SET TASK ->
Return each line of the data below that contains the word "concrete". The match is case-sensitive.
::: DATA FOR THE TASK
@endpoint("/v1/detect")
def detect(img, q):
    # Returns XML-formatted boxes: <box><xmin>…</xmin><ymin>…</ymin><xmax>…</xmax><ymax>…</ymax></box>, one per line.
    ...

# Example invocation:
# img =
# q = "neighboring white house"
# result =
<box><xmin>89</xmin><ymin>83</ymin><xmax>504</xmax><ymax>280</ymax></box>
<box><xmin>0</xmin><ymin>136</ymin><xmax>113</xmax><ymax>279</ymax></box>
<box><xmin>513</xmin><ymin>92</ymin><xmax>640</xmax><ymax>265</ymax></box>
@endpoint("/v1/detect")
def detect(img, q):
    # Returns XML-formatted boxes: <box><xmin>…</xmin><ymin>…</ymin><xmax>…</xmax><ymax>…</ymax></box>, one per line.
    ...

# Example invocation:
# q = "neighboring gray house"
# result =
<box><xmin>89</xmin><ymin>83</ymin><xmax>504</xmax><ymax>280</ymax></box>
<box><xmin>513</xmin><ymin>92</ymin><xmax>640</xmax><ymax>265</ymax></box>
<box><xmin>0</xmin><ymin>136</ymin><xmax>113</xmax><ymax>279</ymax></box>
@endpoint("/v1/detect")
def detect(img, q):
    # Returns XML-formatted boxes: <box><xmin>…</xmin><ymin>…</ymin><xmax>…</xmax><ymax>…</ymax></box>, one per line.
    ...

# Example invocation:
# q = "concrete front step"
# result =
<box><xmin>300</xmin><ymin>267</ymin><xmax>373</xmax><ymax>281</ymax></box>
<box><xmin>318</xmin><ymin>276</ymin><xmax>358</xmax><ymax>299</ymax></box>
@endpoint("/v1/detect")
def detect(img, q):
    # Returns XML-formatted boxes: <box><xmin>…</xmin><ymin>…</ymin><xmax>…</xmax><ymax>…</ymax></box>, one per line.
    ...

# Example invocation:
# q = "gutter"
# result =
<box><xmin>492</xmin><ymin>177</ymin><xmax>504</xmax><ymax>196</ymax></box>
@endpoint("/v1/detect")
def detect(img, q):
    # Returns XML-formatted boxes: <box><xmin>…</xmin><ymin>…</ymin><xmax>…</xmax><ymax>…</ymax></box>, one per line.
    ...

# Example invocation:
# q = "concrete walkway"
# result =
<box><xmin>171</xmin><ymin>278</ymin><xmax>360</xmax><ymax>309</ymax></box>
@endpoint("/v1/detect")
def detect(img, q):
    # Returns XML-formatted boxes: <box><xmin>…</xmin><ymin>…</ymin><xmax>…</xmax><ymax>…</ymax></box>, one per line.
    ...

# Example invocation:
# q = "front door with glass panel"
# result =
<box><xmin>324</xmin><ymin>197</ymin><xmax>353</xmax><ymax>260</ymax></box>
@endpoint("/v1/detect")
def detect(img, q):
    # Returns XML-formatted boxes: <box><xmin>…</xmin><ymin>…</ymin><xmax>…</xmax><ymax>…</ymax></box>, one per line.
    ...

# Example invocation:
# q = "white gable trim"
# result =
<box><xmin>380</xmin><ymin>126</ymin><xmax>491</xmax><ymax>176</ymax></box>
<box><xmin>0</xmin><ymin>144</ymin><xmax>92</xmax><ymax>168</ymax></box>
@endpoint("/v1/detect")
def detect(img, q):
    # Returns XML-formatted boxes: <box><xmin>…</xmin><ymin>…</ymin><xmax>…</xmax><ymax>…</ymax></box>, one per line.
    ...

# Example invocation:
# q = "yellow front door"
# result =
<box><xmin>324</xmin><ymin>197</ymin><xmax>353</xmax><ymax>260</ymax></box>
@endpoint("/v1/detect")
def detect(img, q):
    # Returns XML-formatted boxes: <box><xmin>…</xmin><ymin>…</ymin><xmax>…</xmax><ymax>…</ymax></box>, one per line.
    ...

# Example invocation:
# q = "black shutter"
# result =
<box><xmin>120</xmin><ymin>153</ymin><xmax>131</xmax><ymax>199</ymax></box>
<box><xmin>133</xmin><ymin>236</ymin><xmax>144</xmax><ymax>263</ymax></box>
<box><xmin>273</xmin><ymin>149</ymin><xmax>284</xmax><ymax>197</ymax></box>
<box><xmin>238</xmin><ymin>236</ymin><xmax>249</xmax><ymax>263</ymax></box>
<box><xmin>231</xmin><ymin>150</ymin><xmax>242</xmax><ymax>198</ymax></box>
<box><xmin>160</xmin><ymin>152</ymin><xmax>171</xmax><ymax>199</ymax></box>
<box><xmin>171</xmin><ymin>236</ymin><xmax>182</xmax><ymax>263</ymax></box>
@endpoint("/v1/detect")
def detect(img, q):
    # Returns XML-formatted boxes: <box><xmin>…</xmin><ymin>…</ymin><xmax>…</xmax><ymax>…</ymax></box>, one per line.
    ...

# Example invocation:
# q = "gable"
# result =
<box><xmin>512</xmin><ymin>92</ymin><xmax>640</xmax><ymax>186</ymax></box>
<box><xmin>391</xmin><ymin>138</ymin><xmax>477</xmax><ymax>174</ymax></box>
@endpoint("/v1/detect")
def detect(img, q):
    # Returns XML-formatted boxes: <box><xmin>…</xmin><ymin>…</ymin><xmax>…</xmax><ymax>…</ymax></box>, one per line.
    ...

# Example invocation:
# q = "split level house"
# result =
::::::
FINISHED EXERCISE ->
# q = "concrete front step"
# q = "concrete walkway"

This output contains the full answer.